## Tâches à réaliser
[1] Extrayez toutes les lignes qui contiennent la chaîne "rule".
[2] Prolongez l'entretien sur la métaphysique et la survie de l'humanité à partir de sa dernière phrase.

Le Point - Publié le 21/04/2011
Peut-on légitimement donner la vie à des êtres qui n'ont rien demandé ? Pour Rémi Brague, docteur en philosophie, qui publie "Les ancres dans le ciel" (Seuil), seule la métaphysique peut répondre à cette question qui engage la survie de l'humanité.

Propos recueillis par ROGER-POL DROIT
À la une du Point.fr



Dans l'université, c'est un professeur éminent. Normalien, agrégé, ce docteur en philosophie, après le grec et le latin, s'est mis à l'hébreu et à l'arabe - histoire de comprendre les sources et les textes médiévaux. Il a enseigné fréquemment aux États-Unis, mais aussi en Allemagne, en Suisse, en Italie. En outre, à ce membre de l'Institut, ce ne sont pas les honneurs qui font défaut, de la médaille de bronze du CNRS au Grand Prix de philosophie de l'Académie française. Toutefois, Rémi Brague, bien connu dans le monde académique, l'est peu du grand public. À côté de ses travaux de recherche, certains de ses essais, largement traduits, lui ont certes valu de multiples lecteurs, notamment Europe, la voie romaine, plusieurs fois réédité, La loi de Dieu ou encore Du Dieu des chrétiens. Et d'un ou deux autres. Il n'en reste pas moins un philosophe discret plutôt qu'un penseur sous les feux de la rampe. Il se pourrait que cette situation change avec la publication de ce court volume intitulé Les ancres dans le ciel. En quelques dizaines de pages, aussi limpides que provocantes, Rémi Brague propose en effet une défense et illustration de la métaphysique qui la fait sortir des placards. Le terme "métaphysique" ne nous parle plus guère. Il désignait autrefois la "philosophie première", celle où se décidait l'essentiel. Laminé par la modernité, il a déserté la théorie pour se réfugier dans l'expérience. Ce que veut montrer Rémi Brague, c'est combien la métaphysique demeure cruciale et vitale. Sans elle, n'hésite-t-il pas à dire, l'humanité pourrait bien disparaître, faute de motif suffisant pour se perpétuer. Reste à savoir comment il argumente cette étonnante affirmation. En voici un aperçu.

Le Point : Commençons par la fin. Le résultat de cet essai est fort surprenant. En schématisant, il revient à faire de la métaphysique la condition même de la survie de l'humanité, rien de moins...

Rémi Brague : Rien de moins, effectivement. Mais ce qui me surprend, aujourd'hui, est au contraire qu'on ait prêté si peu d'attention à cette question de la survie de l'humanité. De quel droit pouvons-nous préférer que l'aventure humaine continue plutôt qu'elle ne s'arrête ? Voilà une interrogation finalement banale, et même extrêmement simple, d'une certaine façon. Pourtant personne ne s'y est vraiment confronté au cours des dernières générations. En 1819, Schopenhauer avait posé cette question. Depuis, elle n'a pas vraiment reçu de réponse. Il est vrai qu'entre-temps nous avons été distraits par quelques génocides, guerres mondiales et autres espiègleries...

## Données enregistrées
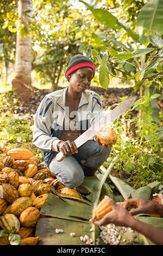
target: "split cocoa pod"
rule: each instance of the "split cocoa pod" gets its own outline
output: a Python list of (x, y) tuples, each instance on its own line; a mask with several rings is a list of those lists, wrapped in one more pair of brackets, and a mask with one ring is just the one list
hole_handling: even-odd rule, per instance
[(95, 216), (91, 220), (91, 222), (93, 223), (96, 218), (99, 220), (102, 218), (105, 214), (111, 211), (111, 210), (112, 208), (110, 205), (105, 198), (103, 198), (94, 210), (93, 213)]
[(98, 138), (101, 144), (105, 144), (110, 147), (116, 143), (117, 139), (115, 131), (108, 126), (101, 127), (95, 135), (95, 138)]
[[(123, 202), (120, 202), (116, 203), (116, 204), (120, 206), (121, 208), (126, 209), (126, 203)], [(97, 206), (96, 208), (93, 211), (94, 217), (90, 220), (90, 222), (93, 223), (96, 218), (100, 220), (104, 216), (105, 214), (108, 214), (112, 210), (112, 207), (109, 204), (108, 202), (105, 198), (103, 198), (101, 202)]]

## Réponses aux tâches
[1]
rule: each instance of the "split cocoa pod" gets its own outline
hole_handling: even-odd rule, per instance

[2]
Il y a malgré tout des penseurs qui se sont demandé "pourquoi vivre ?". Je pense à Camus, faisant du suicide la première interrogation à résoudre, ou encore à Cioran, qui insiste sur "l'inconvénient d'être né". Vous refusez de les prendre en compte ?

Ce n'est pas une affaire de refus ou d'acceptation. Leur question n'est pas la même que celle que je tente de poser. En effet, si l'on demande, comme Camus, "la vie vaut-elle la peine d'être vécue ?", il n'est pas utile de mobiliser un grand arsenal théorique. Nous sommes en vie, donc déjà embarqués. Au lieu de sauter par-dessus bord, on va continuer. Le problème est différent lorsqu'il s'agit de savoir s'il est légitime de continuer non pas notre vie en tant qu'individu, mais de prolonger la vie de l'espèce dont nous faisons partie. Pour cela, il n'y a qu'un seul moyen : avoir des enfants.

C'est un impératif ? Un devoir moral ?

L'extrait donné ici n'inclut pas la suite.